### SELECTION

- Installed: c. January 380
- Term ended: May 380
- Predecessor: Evagrius of Constantinople
- Successor: Gregory of Nazianzus

Personal details
- Born: Alexandria
- Died: 380
- Denomination: Orthodox

= Maximus I of Constantinople =

Archbishop of Constantinople from 380

Maximus I of Constantinople, also known as Maximus the Cynic (Μάξιμος ὁ Κυνικός), was the intrusive archbishop of Constantinople in 380, where he became a rival of Gregory of Nazianzus.

== Biography ==
Born in Alexandria into a poor family, Maximus was the son of Christian parents, who had suffered on account of their religion; but whether from Pagan or Arian violence is not clear. Maximus united the faith of an orthodox believer with the garb and deportment of a Cynic philosopher. He was initially held in great respect by the leading theologians of the orthodox party. Athanasius of Alexandria, in a letter written about 371, pays him several compliments on a work written in defence of the orthodox faith.

In 374, during the reign of the Roman emperor Valens, in the persecution carried on by Lucius of Alexandria, Arian patriarch of Alexandria, Maximus was flogged, and banished to the Oasis, on account of his zeal for orthodoxy and the aid he offered to those who suffered in the same cause. He obtained his release in about four years, probably on the death of Valens; and sometime after his release he presented to the Roman emperor Gratian at Milan, his work, Περὶ τῆς πίστεως, De Fide, written against the Arians.

######
### EXCERPTED RECORDS

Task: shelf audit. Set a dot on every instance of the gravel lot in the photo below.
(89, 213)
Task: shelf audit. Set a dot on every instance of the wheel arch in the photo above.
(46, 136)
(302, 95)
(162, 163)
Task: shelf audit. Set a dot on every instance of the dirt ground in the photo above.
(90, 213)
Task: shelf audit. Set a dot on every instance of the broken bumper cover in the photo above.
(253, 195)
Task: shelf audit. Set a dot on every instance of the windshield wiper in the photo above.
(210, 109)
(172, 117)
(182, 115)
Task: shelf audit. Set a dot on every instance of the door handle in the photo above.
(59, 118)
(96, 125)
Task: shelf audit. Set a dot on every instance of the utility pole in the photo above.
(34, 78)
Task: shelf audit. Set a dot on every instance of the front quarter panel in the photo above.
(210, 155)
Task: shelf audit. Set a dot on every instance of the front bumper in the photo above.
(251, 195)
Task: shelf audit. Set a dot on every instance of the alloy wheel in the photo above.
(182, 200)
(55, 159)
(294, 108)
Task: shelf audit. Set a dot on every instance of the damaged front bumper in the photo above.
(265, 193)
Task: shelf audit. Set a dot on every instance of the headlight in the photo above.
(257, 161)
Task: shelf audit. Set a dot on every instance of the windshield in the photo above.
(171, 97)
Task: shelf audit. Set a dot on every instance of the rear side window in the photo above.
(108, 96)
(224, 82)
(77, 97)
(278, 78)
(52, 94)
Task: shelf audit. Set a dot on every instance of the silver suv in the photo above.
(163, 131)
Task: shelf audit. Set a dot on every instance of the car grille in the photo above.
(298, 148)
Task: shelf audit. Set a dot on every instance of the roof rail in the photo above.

######

**WHAT TO DO**
According to the selection on Maximus I of Constantinople, what punishment did Maximus receive in 374 during the persecution by Lucius of Alexandria?

**TASK SOLUTION**
He was flogged and banished to the Oasis.